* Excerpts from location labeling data
────────────────

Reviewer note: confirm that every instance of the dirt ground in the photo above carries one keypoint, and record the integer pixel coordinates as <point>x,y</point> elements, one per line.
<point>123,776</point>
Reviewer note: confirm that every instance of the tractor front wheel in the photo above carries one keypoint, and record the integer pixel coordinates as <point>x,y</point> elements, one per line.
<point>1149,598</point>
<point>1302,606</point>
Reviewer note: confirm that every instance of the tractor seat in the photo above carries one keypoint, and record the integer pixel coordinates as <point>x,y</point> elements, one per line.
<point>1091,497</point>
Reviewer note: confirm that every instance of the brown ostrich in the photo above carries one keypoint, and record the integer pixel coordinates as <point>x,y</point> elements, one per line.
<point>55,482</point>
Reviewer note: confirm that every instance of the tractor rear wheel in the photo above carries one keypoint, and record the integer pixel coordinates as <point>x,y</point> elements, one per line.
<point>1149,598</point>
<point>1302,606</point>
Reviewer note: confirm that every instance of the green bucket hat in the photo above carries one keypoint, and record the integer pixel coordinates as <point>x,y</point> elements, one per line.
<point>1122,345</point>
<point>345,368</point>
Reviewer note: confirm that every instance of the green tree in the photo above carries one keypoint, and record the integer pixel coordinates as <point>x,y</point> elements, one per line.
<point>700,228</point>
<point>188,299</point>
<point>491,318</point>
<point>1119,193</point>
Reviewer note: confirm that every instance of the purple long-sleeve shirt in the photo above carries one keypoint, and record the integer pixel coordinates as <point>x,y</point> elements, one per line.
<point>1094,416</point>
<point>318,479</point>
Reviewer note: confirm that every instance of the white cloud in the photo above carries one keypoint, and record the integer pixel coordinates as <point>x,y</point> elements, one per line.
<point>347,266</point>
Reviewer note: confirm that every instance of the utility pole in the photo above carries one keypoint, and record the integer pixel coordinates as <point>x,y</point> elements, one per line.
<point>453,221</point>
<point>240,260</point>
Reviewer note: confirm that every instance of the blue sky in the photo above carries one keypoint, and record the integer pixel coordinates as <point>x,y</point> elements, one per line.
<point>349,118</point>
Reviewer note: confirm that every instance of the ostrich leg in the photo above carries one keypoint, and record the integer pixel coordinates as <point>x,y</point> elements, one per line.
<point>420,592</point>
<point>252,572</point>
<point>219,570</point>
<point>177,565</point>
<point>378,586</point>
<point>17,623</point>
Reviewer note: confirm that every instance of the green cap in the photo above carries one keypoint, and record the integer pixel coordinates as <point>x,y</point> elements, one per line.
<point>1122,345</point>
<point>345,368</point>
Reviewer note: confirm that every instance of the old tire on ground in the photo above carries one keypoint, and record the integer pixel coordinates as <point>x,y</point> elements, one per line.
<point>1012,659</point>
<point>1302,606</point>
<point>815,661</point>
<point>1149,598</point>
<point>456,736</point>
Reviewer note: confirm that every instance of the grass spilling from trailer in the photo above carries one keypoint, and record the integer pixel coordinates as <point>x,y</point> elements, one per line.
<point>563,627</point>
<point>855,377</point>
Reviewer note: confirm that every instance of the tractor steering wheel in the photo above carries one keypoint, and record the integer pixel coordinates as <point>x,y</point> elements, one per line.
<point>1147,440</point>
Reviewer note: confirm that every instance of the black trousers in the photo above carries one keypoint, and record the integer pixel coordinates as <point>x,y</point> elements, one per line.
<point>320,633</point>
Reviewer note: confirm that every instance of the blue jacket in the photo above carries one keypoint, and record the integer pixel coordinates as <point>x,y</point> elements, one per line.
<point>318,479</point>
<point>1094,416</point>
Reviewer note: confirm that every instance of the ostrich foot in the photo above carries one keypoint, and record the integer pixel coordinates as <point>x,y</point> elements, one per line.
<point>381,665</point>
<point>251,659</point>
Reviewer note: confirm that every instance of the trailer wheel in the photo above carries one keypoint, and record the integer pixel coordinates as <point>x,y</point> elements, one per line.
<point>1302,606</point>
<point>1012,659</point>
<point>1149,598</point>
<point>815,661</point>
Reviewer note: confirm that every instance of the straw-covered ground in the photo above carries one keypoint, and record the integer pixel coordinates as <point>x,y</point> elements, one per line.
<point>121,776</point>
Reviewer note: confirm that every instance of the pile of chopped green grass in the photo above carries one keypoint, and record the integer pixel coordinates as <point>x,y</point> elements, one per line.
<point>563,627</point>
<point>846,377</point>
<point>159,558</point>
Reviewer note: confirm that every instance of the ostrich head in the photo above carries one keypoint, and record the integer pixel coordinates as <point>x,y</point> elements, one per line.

────────────────

* Given request
Rewrite all of the entries above as a numbered list, skipping any blank lines.

* Solved problem
1. Reviewer note: confirm that every instance of the dirt ground in the photo above carries one keypoint, and record the integer pixel coordinates as <point>x,y</point> elements, one per line.
2. <point>123,776</point>
3. Reviewer note: confirm that every instance of the tractor front wheel in the photo above carries one keypoint, and record the integer pixel coordinates as <point>x,y</point> elements, one per line.
4. <point>1149,598</point>
5. <point>1302,606</point>
6. Reviewer note: confirm that every instance of the tractor seat in the photo above carries one keypoint, and record the integer pixel coordinates as <point>x,y</point> elements, one per line.
7. <point>1091,497</point>
8. Reviewer note: confirm that every instance of the brown ostrich in the photo above carries one keypoint, and record the integer pixel coordinates as <point>x,y</point> elements, one per line.
9. <point>55,482</point>
10. Reviewer note: confirm that every instance of the tractor rear wheel in the photo above carries one keypoint, and record the integer pixel coordinates as <point>x,y</point> elements, one per line.
11. <point>1149,598</point>
12. <point>1302,606</point>
13. Reviewer note: confirm that every instance of the green bucket hat in the photo above carries one keypoint, and record the integer pixel coordinates as <point>x,y</point> elements, one per line.
14. <point>1122,345</point>
15. <point>345,368</point>
16. Reviewer note: confirm that every instance of the green tree in the photo above carries one keypoint, and record the integer pixel coordinates as <point>x,y</point> elements, one per line.
17. <point>700,228</point>
18. <point>188,299</point>
19. <point>491,318</point>
20. <point>1119,193</point>
21. Reviewer note: confirm that every instance of the purple long-sleeve shirt in the photo above carries one keypoint, and record the integer pixel coordinates as <point>x,y</point> elements, one per line.
22. <point>1094,416</point>
23. <point>318,479</point>
24. Reviewer note: confirm that every instance of the white cloud in the photo above carries one keypoint, and record the integer pixel coordinates as <point>x,y</point> elements, one per line.
25. <point>347,266</point>
26. Reviewer note: confirm that every instance of the utility pole in the photo above carries one keypoint, and record the integer pixel coordinates as <point>x,y</point> elements, one per line.
27. <point>453,221</point>
28. <point>240,260</point>
29. Reviewer note: confirm that every instance of the blue sky in the photo above carries one keypoint, and record the integer pixel coordinates as <point>x,y</point> elements, one per line.
30. <point>349,118</point>
31. Reviewer note: confirm that every instance of the ostrich leg in the photo above carries one keypoint, and record the integer pixel coordinates as <point>x,y</point> elements, one per line.
32. <point>420,592</point>
33. <point>252,572</point>
34. <point>219,570</point>
35. <point>177,565</point>
36. <point>378,586</point>
37. <point>17,623</point>
38. Reviewer note: confirm that every instance of the green cap in the photo above carries one keypoint, and record the integer pixel coordinates as <point>x,y</point> elements, one per line.
39. <point>1122,345</point>
40. <point>345,368</point>
41. Reviewer note: confirm that every instance of the old tire on ground in the photo above carries one keypoint, and record the integer pixel coordinates as <point>x,y</point> elements, one per line.
42. <point>1012,659</point>
43. <point>1302,606</point>
44. <point>815,661</point>
45. <point>1149,598</point>
46. <point>456,736</point>
47. Reviewer note: confirm that every instance of the grass spilling from trailer in the photo above carries one keypoint, and record the integer pixel coordinates as <point>x,y</point> elements, one per line.
48. <point>563,627</point>
49. <point>855,377</point>
50. Reviewer note: confirm that every instance of the tractor steering wheel in the photo above carries one keypoint, and record the integer pixel coordinates as <point>x,y</point> elements, one per line.
51. <point>1147,440</point>
52. Reviewer note: confirm that every instance of the black trousers in the photo above carries one keypoint, and record the integer pixel coordinates as <point>x,y</point> elements, one per line.
53. <point>320,633</point>
54. Reviewer note: confirm that every instance of the blue jacket in the photo above carries one keypoint, and record the integer pixel coordinates as <point>x,y</point> elements, one per line.
55. <point>318,479</point>
56. <point>1094,416</point>
57. Reviewer note: confirm that every instance of the ostrich foot in the photo above carries one keypoint, and record the integer pixel coordinates as <point>x,y</point> elements, one per line.
58. <point>381,665</point>
59. <point>251,659</point>
60. Reviewer note: confirm that every instance of the trailer wheel in the photo above carries one keypoint, and record the integer pixel coordinates as <point>x,y</point> elements, one per line.
61. <point>1302,606</point>
62. <point>1012,659</point>
63. <point>1149,598</point>
64. <point>815,661</point>
65. Reviewer note: confirm that every instance of the straw-covered ground in the photo above carries one keypoint, and record the integer pixel coordinates as <point>x,y</point> elements, one per line.
66. <point>121,776</point>
67. Reviewer note: confirm that every instance of the pile of chopped green grass in the photo above carries one keypoint, and record the integer pixel coordinates as <point>x,y</point> elements, one per line.
68. <point>563,627</point>
69. <point>846,377</point>
70. <point>159,558</point>
71. Reviewer note: confirm that every instance of the ostrich head in the photo above carries one keypoint, and record the integer pixel coordinates as <point>x,y</point> elements, one per line.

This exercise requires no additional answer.